Cosa fare – Riscrivi tutti i dati che seguono, riga per riga, senza cambiare nulla.

Dati dell'esercizio –
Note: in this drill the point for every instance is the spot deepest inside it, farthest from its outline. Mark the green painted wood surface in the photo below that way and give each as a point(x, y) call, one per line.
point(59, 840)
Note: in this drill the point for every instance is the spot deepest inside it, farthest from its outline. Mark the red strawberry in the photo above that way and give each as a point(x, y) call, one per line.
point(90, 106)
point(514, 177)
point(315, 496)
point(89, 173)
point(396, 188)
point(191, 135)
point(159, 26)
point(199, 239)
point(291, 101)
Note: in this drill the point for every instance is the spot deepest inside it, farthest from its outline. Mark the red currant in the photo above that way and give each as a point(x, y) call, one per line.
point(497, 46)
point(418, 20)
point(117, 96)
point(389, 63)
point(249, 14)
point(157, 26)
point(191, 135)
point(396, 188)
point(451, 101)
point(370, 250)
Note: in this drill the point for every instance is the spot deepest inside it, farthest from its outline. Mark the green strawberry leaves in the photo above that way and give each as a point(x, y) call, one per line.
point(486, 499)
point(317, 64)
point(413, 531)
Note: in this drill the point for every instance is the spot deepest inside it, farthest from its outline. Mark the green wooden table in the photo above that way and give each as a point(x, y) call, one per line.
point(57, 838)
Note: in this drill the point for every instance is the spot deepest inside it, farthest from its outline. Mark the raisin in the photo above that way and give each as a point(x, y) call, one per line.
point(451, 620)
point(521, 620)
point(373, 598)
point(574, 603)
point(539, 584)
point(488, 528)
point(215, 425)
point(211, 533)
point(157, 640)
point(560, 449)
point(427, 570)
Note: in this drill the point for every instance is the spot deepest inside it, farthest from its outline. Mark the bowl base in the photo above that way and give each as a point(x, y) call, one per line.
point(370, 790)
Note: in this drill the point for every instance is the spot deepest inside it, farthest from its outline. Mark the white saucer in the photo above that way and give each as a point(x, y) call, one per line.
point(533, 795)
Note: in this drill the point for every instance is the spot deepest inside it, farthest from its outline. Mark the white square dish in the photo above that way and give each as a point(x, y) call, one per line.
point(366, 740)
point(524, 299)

Risultato corretto –
Note: in this drill the point for every instance is the spot deepest inside it, farthest from its outline. Mark the green painted wood surface in the photo below that way and give each as a point(x, y) call, one per line.
point(59, 840)
Note: in this drill the point for every instance is the spot deepest inside it, farthest from its outline. Mark the red strawberry in the photo above that way and give each as a point(x, y) call, one per line.
point(90, 106)
point(514, 177)
point(315, 496)
point(89, 173)
point(396, 188)
point(191, 135)
point(159, 26)
point(199, 239)
point(291, 101)
Note: in this drill the point for every instance is the spot deepest inside it, farthest from its outline. Mark the red currant in the photo above that way and give each as a point(x, y) call, one per line.
point(497, 46)
point(418, 20)
point(117, 96)
point(389, 63)
point(249, 14)
point(157, 26)
point(191, 135)
point(396, 188)
point(451, 101)
point(370, 250)
Note: in this drill the point for every instance is the spot deepest inside it, farthest from its outline. Mark the green strawberry leaves in the photo above that way and give each as a point(x, y) call, one per line.
point(486, 499)
point(317, 64)
point(413, 531)
Note: in this drill the point for every instance is the spot deepest inside it, farthest from its outline. Mark the green wooden table in the photo above that way and give each as a point(x, y) call, one per line.
point(57, 838)
Note: in this drill the point for every instance is the spot deepest inside it, farthest from its outline. Mark the raisin in the photo above that way and give each as a point(x, y) call, one per line.
point(451, 620)
point(521, 620)
point(373, 598)
point(574, 603)
point(539, 584)
point(488, 528)
point(215, 425)
point(211, 533)
point(157, 640)
point(560, 449)
point(427, 570)
Note: in this drill the point for every instance is the spot deepest inside it, farthest from its outline. Mark the bowl base in the photo above that way and give each as a point(x, y) call, one per line.
point(370, 790)
Note: in this drill the point for every instance is the spot deepest inside it, farthest from its outline. Mark the white saucer in the photo above that way and give each as a point(x, y) call, one per line.
point(533, 795)
Note: in this drill the point for every instance is the spot deepest inside it, farthest from its outline. Mark the white square dish in the photo above that way and give each as a point(x, y) call, one per line.
point(366, 740)
point(524, 299)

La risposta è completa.